[Source records]
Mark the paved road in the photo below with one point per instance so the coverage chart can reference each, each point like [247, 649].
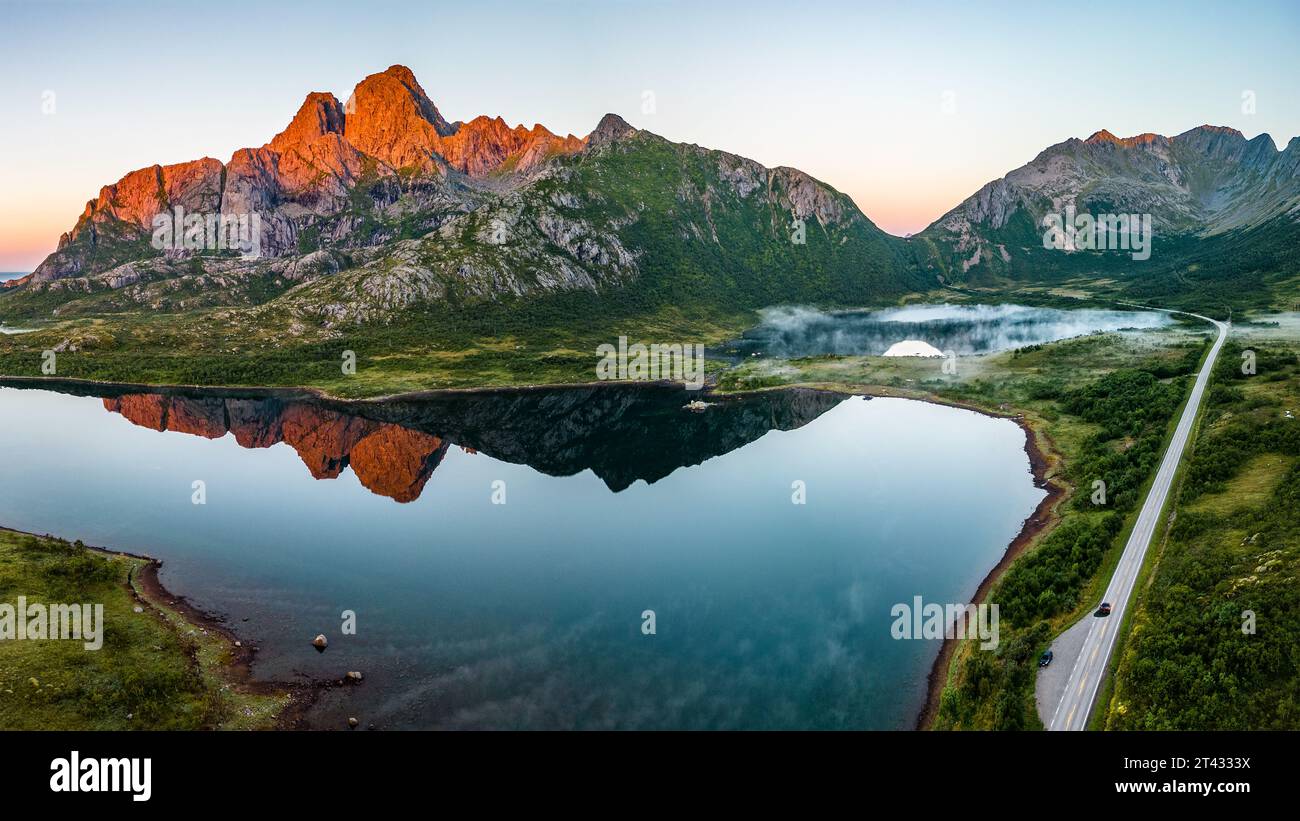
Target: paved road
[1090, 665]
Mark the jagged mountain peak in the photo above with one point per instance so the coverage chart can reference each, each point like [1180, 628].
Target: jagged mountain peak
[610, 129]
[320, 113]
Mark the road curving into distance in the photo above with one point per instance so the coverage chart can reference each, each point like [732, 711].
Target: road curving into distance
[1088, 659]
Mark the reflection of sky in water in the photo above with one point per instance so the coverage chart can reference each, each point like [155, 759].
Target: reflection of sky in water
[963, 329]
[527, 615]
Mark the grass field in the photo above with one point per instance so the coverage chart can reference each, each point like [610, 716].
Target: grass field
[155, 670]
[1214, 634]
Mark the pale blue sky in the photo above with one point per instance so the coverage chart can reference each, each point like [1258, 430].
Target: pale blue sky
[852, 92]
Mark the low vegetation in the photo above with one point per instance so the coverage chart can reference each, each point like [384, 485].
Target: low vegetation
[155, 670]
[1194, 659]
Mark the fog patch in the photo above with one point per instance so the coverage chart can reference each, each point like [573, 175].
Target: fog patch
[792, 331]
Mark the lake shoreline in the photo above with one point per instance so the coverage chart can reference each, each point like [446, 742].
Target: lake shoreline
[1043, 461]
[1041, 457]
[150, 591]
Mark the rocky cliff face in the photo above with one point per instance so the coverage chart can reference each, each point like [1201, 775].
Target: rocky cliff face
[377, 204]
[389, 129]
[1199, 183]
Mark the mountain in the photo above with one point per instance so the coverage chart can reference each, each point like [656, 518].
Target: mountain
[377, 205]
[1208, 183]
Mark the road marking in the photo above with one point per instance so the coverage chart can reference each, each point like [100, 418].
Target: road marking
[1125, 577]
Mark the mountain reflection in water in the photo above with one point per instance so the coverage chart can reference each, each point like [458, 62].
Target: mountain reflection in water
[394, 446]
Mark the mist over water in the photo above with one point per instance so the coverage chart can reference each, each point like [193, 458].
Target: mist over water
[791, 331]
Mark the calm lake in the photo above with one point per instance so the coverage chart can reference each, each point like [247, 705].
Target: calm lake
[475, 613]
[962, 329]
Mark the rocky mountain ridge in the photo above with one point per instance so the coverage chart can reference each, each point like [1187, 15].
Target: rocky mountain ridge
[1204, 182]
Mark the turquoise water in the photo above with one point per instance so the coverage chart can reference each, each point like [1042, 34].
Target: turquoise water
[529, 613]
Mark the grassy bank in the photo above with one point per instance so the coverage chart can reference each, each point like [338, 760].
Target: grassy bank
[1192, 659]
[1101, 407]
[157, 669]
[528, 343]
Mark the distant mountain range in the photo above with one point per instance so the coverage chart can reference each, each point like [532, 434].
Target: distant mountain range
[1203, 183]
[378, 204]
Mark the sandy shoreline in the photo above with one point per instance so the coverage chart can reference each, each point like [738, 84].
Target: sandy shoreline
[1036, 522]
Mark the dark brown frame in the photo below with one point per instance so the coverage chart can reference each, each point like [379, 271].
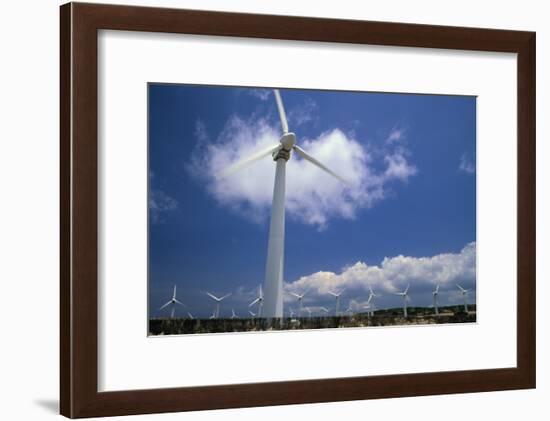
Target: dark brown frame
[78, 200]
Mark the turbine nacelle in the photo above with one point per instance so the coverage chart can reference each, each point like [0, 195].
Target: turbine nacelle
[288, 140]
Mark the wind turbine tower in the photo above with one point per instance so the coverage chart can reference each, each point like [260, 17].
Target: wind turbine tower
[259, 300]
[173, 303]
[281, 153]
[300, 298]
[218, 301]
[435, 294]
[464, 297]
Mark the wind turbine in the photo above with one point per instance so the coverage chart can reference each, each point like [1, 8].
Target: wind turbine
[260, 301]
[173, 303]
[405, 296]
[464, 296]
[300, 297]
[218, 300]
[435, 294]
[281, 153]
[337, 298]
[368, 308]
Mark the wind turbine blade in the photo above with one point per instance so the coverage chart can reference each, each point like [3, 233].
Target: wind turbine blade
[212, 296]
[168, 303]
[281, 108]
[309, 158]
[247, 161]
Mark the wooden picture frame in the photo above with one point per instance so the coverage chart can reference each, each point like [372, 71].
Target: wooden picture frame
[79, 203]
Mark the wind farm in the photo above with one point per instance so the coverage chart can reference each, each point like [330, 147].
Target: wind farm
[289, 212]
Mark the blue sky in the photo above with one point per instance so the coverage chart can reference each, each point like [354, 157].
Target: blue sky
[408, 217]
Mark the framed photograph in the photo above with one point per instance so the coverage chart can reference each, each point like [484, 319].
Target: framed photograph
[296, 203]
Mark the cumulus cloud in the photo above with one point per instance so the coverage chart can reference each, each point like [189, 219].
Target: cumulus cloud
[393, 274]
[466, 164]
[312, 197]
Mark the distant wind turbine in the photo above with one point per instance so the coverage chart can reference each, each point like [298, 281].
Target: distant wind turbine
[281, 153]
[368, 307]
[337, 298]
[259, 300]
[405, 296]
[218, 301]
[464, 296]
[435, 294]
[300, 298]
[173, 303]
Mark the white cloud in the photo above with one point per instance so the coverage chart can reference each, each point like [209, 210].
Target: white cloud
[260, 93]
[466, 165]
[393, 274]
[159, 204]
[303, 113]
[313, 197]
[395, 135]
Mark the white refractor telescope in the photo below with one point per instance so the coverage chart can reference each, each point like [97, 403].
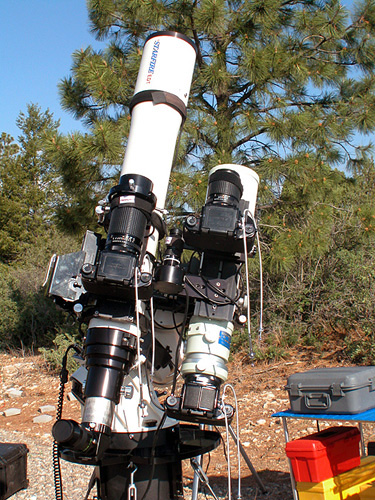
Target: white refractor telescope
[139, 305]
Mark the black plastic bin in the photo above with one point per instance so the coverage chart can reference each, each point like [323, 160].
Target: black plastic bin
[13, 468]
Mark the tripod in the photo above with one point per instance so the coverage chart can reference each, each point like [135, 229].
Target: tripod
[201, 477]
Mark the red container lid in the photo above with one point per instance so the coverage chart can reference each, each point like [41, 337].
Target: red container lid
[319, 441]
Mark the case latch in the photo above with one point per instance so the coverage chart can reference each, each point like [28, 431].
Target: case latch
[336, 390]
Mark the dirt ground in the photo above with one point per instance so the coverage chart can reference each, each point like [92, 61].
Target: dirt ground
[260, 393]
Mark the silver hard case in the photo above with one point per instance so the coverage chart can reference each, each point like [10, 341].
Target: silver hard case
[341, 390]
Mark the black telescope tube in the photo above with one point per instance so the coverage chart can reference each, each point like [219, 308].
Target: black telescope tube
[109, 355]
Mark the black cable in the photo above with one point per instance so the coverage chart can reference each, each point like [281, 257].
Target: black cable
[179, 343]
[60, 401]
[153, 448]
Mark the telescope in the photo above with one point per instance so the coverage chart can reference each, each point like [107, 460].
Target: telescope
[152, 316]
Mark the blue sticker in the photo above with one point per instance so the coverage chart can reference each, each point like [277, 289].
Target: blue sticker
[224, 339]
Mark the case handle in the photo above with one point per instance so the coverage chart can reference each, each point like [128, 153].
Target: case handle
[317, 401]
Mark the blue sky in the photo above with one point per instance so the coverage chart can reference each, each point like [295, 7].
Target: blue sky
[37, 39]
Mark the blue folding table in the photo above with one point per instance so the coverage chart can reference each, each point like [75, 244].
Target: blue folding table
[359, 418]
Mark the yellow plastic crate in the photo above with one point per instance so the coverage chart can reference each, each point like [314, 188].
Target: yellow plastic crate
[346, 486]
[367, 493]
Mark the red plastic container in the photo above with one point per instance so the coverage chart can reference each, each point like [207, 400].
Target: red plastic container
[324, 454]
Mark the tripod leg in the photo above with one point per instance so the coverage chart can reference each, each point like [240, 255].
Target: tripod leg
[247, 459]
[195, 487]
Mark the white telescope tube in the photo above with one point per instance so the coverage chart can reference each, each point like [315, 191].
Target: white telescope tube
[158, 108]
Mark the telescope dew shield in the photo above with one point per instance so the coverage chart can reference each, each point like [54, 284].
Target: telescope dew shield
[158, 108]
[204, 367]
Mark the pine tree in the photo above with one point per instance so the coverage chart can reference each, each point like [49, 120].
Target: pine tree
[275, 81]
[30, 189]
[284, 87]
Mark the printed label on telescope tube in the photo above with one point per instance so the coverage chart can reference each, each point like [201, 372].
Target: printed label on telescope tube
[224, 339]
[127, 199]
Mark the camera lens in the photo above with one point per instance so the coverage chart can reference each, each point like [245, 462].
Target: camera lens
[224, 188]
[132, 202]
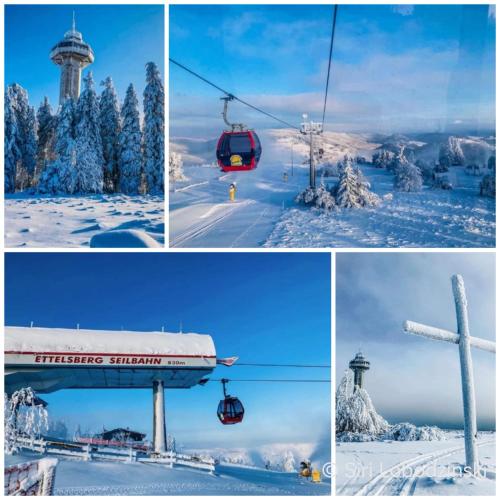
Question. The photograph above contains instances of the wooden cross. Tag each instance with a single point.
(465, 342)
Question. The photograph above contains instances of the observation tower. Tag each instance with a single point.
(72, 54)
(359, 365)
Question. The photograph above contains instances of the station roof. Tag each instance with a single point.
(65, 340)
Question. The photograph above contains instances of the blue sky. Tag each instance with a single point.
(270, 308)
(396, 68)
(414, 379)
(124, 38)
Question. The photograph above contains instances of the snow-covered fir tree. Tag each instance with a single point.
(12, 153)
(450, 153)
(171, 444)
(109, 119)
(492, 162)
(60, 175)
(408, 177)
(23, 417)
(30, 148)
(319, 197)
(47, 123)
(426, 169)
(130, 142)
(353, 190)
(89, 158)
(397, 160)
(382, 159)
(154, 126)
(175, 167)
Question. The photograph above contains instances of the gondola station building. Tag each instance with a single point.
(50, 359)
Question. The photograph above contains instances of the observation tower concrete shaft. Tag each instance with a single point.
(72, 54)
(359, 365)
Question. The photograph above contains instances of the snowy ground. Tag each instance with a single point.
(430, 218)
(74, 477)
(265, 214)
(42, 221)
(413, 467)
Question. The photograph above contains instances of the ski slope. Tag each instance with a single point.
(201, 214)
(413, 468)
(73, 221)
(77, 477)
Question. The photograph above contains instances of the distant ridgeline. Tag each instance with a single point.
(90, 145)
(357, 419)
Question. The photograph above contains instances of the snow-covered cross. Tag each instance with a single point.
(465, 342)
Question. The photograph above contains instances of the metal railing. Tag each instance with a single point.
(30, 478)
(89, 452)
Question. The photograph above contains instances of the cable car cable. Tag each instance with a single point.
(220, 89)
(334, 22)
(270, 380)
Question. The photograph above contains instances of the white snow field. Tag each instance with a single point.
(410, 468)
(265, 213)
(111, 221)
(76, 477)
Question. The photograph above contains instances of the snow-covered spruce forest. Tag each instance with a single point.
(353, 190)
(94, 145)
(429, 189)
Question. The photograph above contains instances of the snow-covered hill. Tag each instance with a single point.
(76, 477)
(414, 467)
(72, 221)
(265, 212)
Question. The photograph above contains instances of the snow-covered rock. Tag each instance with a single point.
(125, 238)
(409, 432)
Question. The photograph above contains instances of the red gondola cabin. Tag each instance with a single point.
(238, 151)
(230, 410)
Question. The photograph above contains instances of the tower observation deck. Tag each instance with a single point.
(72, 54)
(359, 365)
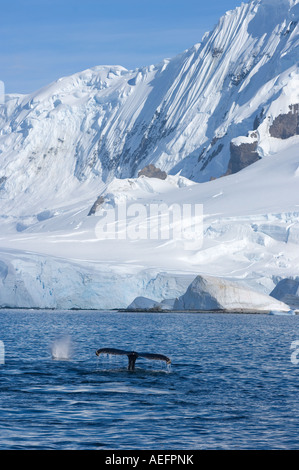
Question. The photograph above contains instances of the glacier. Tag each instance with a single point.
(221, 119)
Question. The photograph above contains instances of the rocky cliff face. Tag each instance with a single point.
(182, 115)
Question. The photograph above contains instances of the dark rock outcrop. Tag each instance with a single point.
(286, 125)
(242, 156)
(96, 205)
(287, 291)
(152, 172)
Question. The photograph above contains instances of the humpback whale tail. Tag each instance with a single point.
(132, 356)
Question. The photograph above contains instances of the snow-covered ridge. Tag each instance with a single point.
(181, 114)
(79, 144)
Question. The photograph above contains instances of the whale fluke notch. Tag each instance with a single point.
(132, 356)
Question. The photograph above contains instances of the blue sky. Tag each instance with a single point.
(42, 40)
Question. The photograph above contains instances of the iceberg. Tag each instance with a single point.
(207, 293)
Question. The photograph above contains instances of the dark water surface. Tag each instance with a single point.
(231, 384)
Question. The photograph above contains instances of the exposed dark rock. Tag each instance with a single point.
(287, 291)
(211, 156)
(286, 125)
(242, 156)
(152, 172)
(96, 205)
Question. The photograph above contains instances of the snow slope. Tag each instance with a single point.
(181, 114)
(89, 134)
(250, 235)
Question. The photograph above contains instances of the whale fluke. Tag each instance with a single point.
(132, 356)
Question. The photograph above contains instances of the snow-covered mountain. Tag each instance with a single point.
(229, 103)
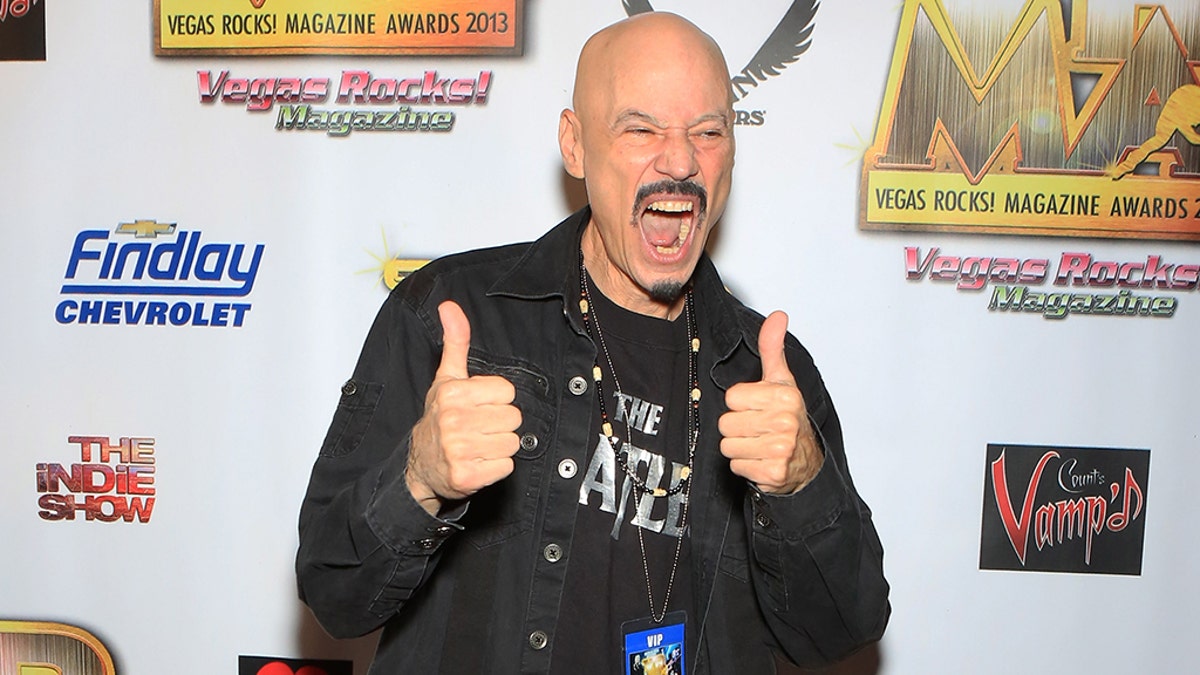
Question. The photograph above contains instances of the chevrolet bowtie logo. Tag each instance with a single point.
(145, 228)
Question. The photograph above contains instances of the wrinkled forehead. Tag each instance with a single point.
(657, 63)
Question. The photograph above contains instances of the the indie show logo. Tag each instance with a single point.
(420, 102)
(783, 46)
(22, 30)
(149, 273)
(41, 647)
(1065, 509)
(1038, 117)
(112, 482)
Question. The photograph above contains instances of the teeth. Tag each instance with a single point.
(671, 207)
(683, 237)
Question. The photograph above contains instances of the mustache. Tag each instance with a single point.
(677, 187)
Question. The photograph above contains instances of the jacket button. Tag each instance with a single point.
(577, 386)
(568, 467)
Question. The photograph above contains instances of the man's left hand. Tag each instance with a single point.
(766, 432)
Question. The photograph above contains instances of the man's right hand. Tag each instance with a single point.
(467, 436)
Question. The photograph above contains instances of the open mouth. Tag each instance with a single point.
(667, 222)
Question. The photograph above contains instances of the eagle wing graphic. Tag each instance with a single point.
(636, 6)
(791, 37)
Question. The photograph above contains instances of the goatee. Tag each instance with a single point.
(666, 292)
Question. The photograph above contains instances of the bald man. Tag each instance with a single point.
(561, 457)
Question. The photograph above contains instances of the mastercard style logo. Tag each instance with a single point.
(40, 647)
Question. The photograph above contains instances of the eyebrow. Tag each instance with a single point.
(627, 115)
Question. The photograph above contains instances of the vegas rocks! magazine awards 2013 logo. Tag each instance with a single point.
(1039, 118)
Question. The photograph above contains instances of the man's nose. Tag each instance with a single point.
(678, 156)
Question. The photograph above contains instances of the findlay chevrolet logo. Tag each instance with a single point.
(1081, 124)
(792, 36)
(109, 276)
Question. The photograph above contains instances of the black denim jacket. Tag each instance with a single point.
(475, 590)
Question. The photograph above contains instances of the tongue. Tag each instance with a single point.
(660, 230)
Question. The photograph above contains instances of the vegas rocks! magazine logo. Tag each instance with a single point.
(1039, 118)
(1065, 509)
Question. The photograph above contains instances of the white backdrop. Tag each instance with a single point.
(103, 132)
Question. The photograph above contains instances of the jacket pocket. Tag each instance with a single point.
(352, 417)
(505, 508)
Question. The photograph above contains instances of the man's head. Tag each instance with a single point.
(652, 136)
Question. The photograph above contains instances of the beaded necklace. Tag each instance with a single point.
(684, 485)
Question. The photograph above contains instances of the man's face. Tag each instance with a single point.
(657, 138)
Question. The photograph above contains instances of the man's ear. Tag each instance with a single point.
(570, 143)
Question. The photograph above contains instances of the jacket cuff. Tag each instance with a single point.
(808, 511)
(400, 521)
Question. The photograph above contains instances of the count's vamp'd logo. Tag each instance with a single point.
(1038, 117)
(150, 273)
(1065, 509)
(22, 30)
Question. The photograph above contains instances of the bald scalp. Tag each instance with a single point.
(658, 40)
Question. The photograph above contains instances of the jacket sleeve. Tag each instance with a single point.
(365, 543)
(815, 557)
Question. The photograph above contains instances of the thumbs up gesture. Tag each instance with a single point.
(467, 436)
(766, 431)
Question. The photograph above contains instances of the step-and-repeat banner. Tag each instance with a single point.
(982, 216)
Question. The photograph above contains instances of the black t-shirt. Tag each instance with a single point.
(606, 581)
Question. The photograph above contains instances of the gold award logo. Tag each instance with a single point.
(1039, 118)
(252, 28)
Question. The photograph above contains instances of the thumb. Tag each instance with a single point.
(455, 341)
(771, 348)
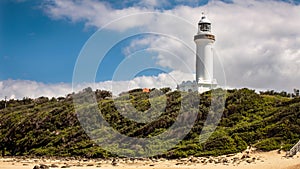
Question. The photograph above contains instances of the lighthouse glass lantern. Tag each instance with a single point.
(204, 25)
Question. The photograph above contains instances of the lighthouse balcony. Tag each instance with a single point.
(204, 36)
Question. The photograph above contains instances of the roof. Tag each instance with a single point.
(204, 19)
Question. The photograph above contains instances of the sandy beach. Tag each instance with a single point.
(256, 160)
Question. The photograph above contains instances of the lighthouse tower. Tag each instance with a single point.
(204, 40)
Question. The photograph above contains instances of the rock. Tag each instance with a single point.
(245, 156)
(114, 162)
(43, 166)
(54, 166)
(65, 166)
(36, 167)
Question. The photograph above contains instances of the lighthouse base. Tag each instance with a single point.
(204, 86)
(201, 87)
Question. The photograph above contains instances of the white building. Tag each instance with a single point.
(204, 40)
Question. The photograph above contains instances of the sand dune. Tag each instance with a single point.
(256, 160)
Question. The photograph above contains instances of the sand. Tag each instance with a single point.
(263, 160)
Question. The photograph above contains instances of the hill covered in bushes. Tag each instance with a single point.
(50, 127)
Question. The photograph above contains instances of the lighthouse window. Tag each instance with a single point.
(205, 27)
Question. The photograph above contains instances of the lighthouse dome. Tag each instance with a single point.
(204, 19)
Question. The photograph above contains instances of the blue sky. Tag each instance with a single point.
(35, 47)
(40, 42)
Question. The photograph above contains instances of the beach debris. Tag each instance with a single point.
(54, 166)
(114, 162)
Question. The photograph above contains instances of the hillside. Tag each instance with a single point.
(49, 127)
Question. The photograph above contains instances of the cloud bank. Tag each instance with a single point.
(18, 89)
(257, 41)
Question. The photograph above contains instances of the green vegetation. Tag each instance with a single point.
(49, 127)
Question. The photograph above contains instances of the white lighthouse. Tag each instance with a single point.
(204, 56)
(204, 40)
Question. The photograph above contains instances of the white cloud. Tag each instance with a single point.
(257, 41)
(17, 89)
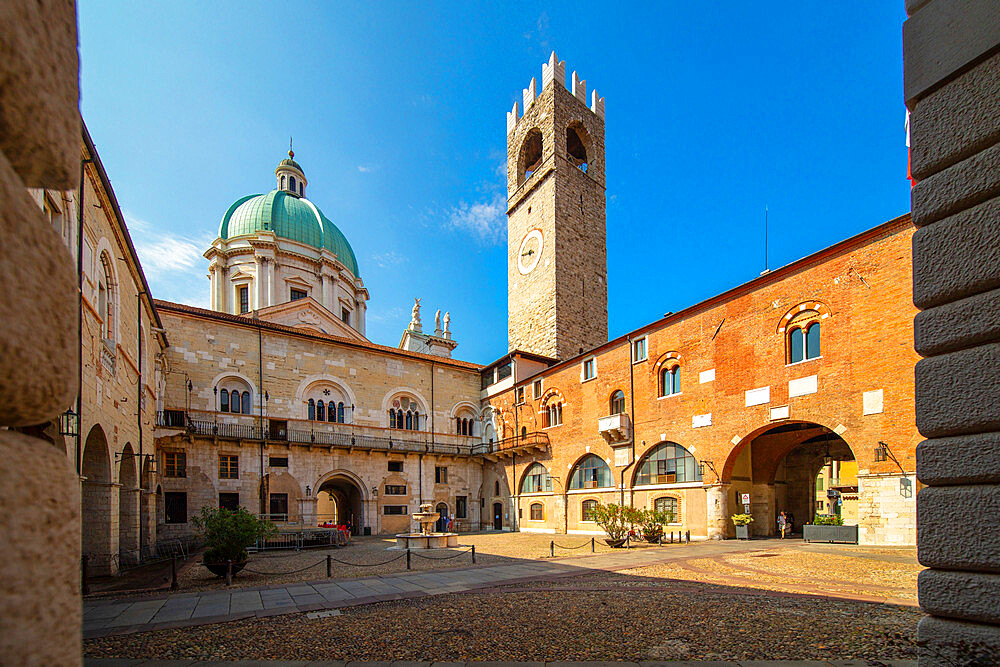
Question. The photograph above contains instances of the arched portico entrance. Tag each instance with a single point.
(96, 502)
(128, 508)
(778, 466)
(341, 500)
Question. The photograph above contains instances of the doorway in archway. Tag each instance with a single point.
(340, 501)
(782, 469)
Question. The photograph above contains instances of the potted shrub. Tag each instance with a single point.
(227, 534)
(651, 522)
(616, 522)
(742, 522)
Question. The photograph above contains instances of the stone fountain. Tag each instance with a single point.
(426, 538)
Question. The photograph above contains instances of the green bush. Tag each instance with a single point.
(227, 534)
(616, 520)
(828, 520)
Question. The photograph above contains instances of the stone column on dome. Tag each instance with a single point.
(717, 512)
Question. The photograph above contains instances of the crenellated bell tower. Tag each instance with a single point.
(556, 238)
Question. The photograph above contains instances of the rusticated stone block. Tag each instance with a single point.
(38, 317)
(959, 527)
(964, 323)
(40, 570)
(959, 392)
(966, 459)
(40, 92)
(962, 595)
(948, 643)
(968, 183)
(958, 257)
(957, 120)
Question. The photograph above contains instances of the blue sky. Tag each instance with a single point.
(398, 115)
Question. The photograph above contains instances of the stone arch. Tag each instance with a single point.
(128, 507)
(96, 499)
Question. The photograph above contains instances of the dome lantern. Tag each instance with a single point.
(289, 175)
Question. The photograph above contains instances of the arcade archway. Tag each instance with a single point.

» Task requirements: Your task is to write out the lines from the one with "Question. The photograph above contains instances of the potted" through the end of the records, exactly and with nothing added.

» Task answer:
Question. The photograph above contains instances of the potted shrub. Tag each instance with a single point.
(227, 534)
(651, 522)
(616, 522)
(742, 522)
Question. The photograph above contains instances of the stone fountain. Tag each instance with a single point.
(426, 538)
Question. The photograph above contains instances of the green bush. Tag each instance with a single point.
(227, 534)
(616, 520)
(828, 520)
Question. The photograph above contains instances of the stone column on dome. Tag each instance with a single point.
(717, 512)
Question. The photograph above contains instances of the crenellated bell tower. Tag each instance with a single point.
(556, 238)
Question. The photograph above contains instances of the rusticated stone block. Tag each instance with a single point.
(38, 317)
(959, 527)
(964, 323)
(40, 570)
(959, 392)
(966, 459)
(40, 92)
(962, 595)
(948, 643)
(968, 183)
(958, 257)
(957, 120)
Question. The photograph above contains instances of the blue sky. Tag each instance with a single point.
(398, 115)
Question. The photograph above contains instances of the stone arch. Tag each instance with a single point.
(128, 507)
(96, 499)
Question. The photograph above contains instances of the dome lantern. Tag each instance with a single point.
(289, 175)
Question. The photograph above contains instances of the arcade archway. Tag each instance with a single point.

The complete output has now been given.